*RECORDS SUPPLIED:*

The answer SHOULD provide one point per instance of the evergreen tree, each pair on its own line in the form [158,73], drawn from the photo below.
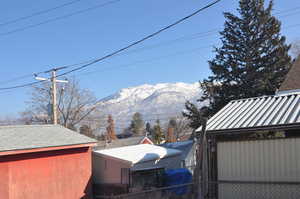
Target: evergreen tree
[110,129]
[137,124]
[149,130]
[170,132]
[158,135]
[253,59]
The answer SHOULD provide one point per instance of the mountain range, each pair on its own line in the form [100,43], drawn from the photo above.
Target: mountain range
[160,101]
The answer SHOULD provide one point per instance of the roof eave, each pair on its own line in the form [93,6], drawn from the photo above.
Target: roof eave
[43,149]
[253,129]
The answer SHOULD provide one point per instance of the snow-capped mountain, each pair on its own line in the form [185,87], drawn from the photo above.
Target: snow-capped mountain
[160,101]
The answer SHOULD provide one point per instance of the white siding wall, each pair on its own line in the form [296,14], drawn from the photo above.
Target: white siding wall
[261,160]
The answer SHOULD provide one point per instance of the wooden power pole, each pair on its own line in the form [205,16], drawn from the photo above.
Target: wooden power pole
[53,90]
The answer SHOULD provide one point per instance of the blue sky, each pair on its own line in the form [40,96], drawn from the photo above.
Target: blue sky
[88,35]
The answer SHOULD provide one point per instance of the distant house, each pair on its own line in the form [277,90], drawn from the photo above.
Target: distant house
[132,164]
[44,161]
[123,142]
[254,145]
[188,152]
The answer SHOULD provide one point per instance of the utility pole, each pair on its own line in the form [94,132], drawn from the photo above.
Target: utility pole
[53,90]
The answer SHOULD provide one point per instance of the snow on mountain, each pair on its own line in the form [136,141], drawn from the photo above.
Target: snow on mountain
[160,101]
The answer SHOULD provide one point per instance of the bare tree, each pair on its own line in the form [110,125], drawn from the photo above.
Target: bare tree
[74,104]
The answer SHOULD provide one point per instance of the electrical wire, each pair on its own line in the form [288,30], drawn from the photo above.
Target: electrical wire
[122,49]
[38,13]
[59,18]
[141,40]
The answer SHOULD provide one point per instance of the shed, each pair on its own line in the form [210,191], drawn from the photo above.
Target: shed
[110,166]
[188,152]
[123,142]
[44,161]
[254,148]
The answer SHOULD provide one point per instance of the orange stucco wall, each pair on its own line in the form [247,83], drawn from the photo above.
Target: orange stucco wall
[60,174]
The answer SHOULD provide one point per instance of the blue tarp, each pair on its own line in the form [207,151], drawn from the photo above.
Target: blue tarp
[177,177]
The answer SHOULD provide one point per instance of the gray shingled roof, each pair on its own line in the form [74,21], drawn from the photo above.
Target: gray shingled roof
[38,136]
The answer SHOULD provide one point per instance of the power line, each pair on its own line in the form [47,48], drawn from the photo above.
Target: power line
[59,18]
[143,39]
[145,61]
[92,61]
[122,49]
[38,13]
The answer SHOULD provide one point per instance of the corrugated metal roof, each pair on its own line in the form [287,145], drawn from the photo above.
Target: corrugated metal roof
[38,136]
[266,111]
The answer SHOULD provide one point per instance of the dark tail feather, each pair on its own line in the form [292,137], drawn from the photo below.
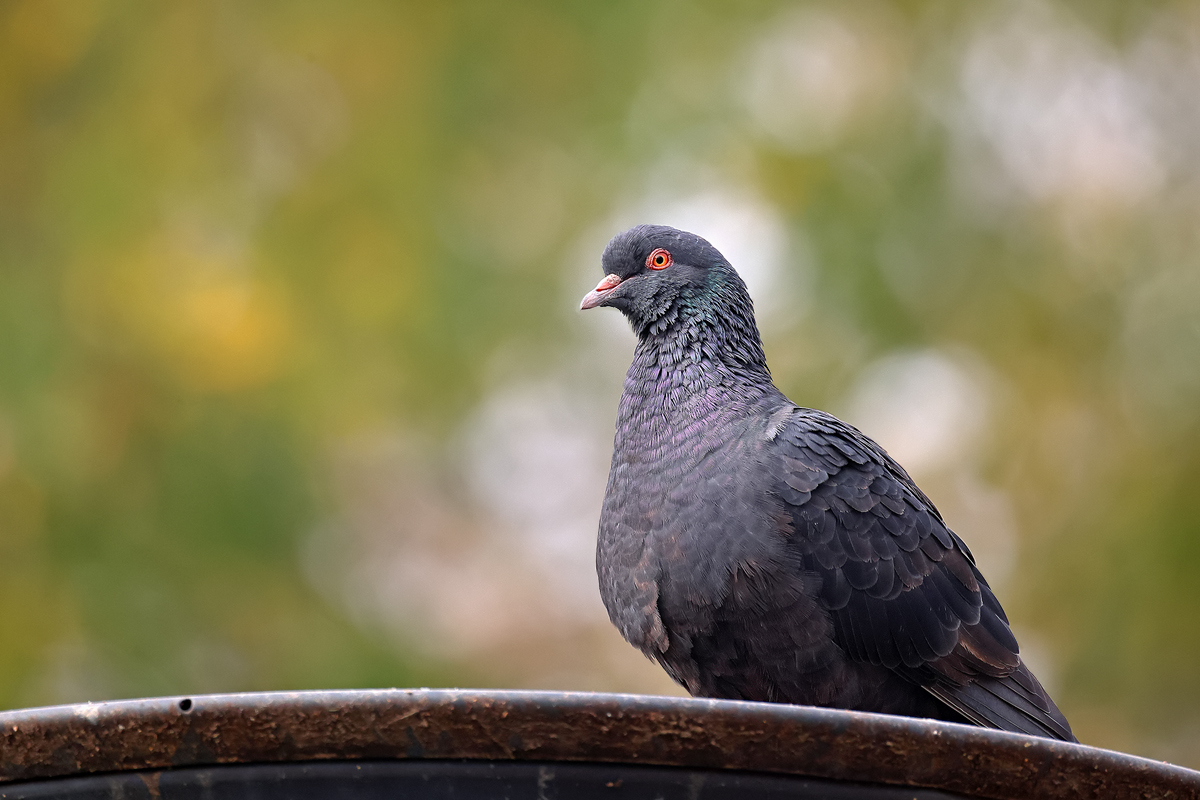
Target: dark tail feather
[1015,703]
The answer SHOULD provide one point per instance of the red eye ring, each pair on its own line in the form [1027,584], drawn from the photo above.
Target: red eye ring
[659,259]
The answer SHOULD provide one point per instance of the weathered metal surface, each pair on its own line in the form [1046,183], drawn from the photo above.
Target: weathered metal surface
[547,727]
[426,780]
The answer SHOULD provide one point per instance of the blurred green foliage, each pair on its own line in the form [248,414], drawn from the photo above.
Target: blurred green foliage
[234,236]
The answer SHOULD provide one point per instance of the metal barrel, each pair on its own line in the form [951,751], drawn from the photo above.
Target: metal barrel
[461,745]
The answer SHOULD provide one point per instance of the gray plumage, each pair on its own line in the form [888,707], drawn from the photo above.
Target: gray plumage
[762,551]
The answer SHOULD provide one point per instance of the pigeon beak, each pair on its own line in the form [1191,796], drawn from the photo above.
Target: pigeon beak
[594,298]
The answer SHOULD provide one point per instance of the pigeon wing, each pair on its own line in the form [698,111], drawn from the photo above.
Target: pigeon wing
[903,589]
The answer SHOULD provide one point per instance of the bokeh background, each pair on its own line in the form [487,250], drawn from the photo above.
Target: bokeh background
[294,392]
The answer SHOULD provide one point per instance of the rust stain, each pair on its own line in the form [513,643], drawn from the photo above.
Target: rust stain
[156,734]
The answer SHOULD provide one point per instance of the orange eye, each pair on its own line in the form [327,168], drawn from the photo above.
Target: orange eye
[659,259]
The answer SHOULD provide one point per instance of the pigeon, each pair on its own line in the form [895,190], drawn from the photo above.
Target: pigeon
[762,551]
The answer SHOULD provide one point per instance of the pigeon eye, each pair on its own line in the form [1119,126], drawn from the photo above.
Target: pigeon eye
[659,259]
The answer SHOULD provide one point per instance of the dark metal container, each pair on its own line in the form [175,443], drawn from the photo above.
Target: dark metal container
[462,745]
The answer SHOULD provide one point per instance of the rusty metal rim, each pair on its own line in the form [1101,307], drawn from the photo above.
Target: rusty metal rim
[214,729]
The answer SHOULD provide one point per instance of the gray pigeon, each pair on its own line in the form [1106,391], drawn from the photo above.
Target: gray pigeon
[760,551]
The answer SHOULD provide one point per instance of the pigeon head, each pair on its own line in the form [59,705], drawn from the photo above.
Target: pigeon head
[659,276]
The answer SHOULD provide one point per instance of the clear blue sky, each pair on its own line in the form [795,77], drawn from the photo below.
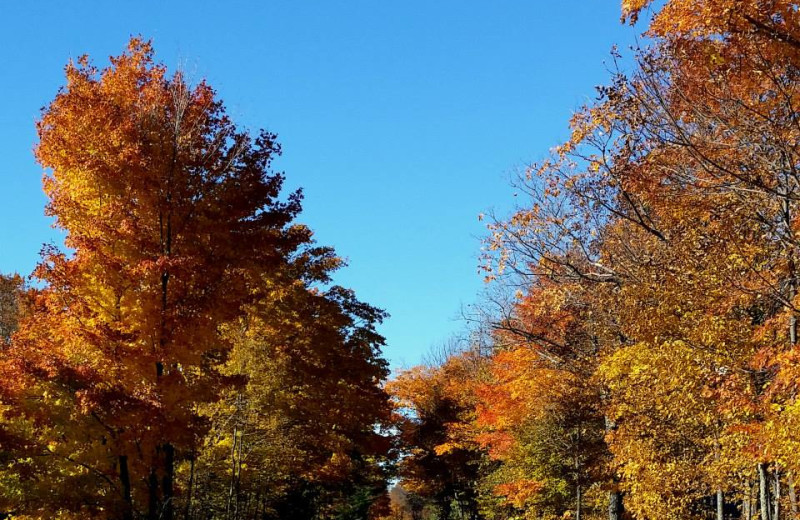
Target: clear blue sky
[401,120]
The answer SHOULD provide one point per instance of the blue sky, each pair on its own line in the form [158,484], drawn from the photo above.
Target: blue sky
[401,120]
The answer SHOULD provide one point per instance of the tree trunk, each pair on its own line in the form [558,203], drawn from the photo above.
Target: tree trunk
[190,491]
[232,485]
[167,482]
[777,498]
[615,508]
[125,480]
[763,488]
[747,503]
[152,488]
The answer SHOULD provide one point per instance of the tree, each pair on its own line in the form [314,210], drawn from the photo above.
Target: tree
[172,216]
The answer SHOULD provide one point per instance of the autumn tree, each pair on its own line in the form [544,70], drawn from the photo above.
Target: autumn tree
[174,224]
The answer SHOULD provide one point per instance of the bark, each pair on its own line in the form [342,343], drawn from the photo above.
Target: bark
[167,482]
[615,505]
[152,488]
[232,485]
[187,513]
[615,508]
[747,511]
[125,480]
[777,498]
[763,488]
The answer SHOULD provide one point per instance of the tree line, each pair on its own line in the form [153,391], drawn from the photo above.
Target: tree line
[188,356]
[638,350]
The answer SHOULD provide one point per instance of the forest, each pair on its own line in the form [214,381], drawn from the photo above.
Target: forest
[187,355]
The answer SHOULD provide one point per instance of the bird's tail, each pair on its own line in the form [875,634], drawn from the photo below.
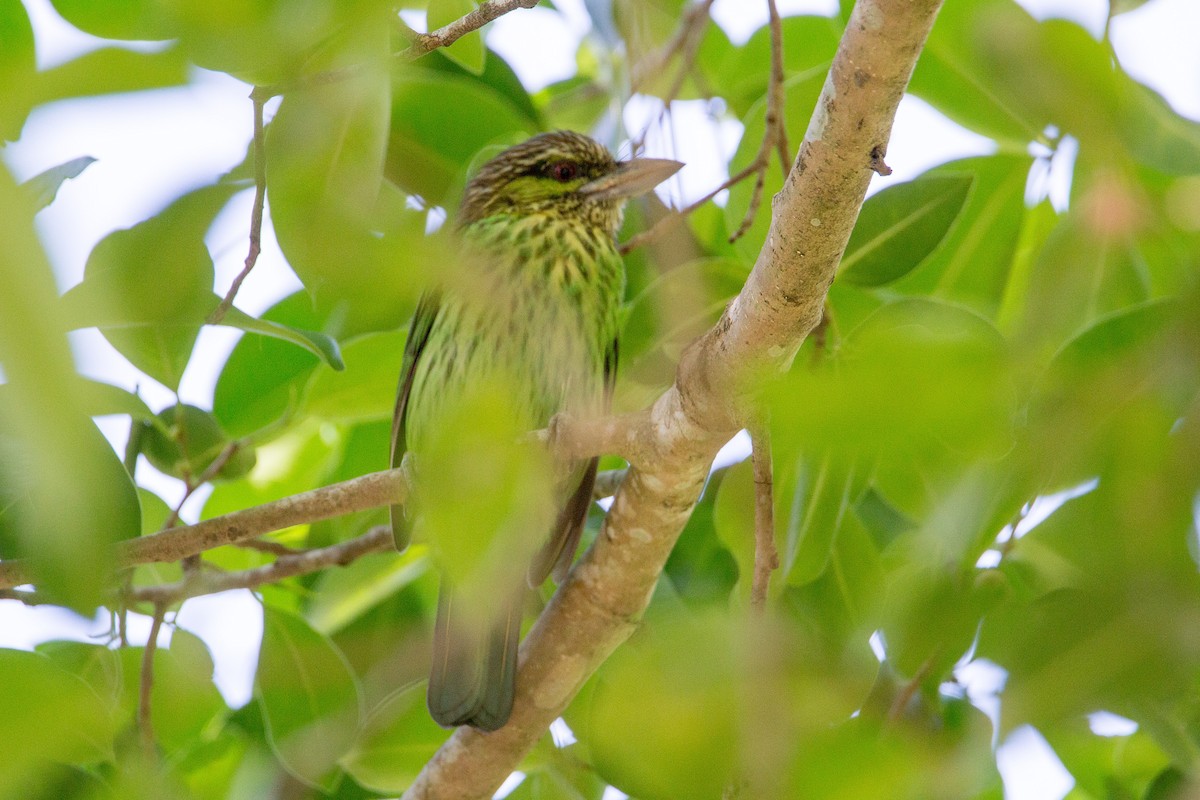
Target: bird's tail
[473,675]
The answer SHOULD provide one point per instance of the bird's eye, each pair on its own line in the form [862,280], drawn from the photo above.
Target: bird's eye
[564,170]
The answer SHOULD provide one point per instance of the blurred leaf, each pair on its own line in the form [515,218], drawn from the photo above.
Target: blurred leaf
[439,124]
[821,491]
[673,308]
[189,440]
[129,19]
[702,567]
[397,740]
[900,227]
[1107,765]
[275,42]
[366,390]
[263,378]
[109,71]
[18,65]
[322,346]
[1156,134]
[468,50]
[801,96]
[54,719]
[185,701]
[46,184]
[346,594]
[100,400]
[149,287]
[664,711]
[54,452]
[922,388]
[954,76]
[973,262]
[348,236]
[1122,6]
[741,72]
[309,696]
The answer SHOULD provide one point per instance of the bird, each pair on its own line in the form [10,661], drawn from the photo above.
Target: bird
[539,302]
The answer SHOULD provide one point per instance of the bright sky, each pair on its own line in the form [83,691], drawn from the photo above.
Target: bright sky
[154,145]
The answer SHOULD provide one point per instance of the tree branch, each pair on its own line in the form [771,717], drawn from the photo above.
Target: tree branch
[766,557]
[371,491]
[258,97]
[448,35]
[376,540]
[760,332]
[145,725]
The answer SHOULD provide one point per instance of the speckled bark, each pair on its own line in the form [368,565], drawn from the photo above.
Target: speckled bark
[761,330]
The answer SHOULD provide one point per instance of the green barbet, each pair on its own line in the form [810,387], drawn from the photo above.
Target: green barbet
[535,306]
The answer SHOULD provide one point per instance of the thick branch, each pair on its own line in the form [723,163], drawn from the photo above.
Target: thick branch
[760,332]
[358,494]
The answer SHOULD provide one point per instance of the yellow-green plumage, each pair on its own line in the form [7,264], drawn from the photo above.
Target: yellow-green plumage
[537,228]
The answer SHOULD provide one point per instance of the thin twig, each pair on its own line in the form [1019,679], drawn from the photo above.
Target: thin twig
[684,44]
[766,557]
[448,35]
[145,726]
[371,491]
[904,697]
[774,140]
[775,131]
[268,546]
[659,227]
[607,482]
[258,97]
[376,540]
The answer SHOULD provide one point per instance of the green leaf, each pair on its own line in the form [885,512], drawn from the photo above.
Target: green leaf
[900,227]
[263,378]
[1156,134]
[739,73]
[349,238]
[397,740]
[955,77]
[439,124]
[309,695]
[187,440]
[100,400]
[149,288]
[347,594]
[366,389]
[70,548]
[129,19]
[185,701]
[468,50]
[706,563]
[822,492]
[46,184]
[273,42]
[972,264]
[52,449]
[322,346]
[18,65]
[801,96]
[109,71]
[664,710]
[48,716]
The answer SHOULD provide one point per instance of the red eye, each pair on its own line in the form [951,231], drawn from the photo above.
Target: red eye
[564,170]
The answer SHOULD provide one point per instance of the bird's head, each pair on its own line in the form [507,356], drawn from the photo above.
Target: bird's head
[564,174]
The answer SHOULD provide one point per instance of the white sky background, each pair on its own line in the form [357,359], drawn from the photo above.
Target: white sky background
[151,146]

*STATED EXERCISE:*
Every line from the one holding "The answer SHOULD provide one point per instance of the speckled" through the final line of the listing must be echoed exactly; leave out all other lines.

*RESPONSE:*
The answer SHOULD provide one point per instance of the speckled bark, each pair on its own line in the form [368,565], drawn from the photo above.
Target: speckled bark
[761,330]
The answer SHOULD provide one point per instance of the green barbet, each pair on its own line in the form [810,387], drawn from the photo above.
Target: green barbet
[535,306]
The answer SHOULD provide one point per instance of the thick branch, each pair on its own line in the form [723,163], drawn from the photo above.
Target: thick branch
[760,332]
[358,494]
The answer SHOULD provide one point per instance of the yellow-green plumage, each pair on its own line in the form [7,264], drawn from the photo above.
Target: yellow-green plumage
[537,228]
The answer SHOULD provide one point per instance of the thin twig, each pair on its own line in the form [1019,679], drawn from the photo above.
Target: thin twig
[684,44]
[766,557]
[448,35]
[145,726]
[371,491]
[904,697]
[774,140]
[775,131]
[268,546]
[659,227]
[607,482]
[258,97]
[376,540]
The answer SHOULD provide one point per instance of the green leaf, each pair on its own line in the form [885,512], drawn from the photo above.
Target: green leaf
[900,227]
[263,378]
[1156,134]
[739,73]
[349,238]
[397,740]
[955,77]
[439,124]
[309,695]
[187,440]
[100,400]
[149,288]
[347,594]
[366,389]
[70,548]
[129,19]
[185,701]
[468,50]
[706,563]
[822,492]
[46,184]
[273,42]
[972,264]
[52,449]
[322,346]
[18,65]
[801,96]
[109,71]
[664,710]
[48,716]
The answer SHOULD provide one point per instance of the red eye, each pair on its own line in the form [951,231], drawn from the photo above.
Target: red eye
[564,170]
The answer SHOULD provide one point per instance of the bird's head, each pair on its own line in the form [507,356], drawn from the photo above.
Target: bird's head
[564,174]
The answer SHOULD provide one point per instance of the white sky background, each pair on its own line in the form [357,359], drawn from the photo above.
Target: white sky background
[151,146]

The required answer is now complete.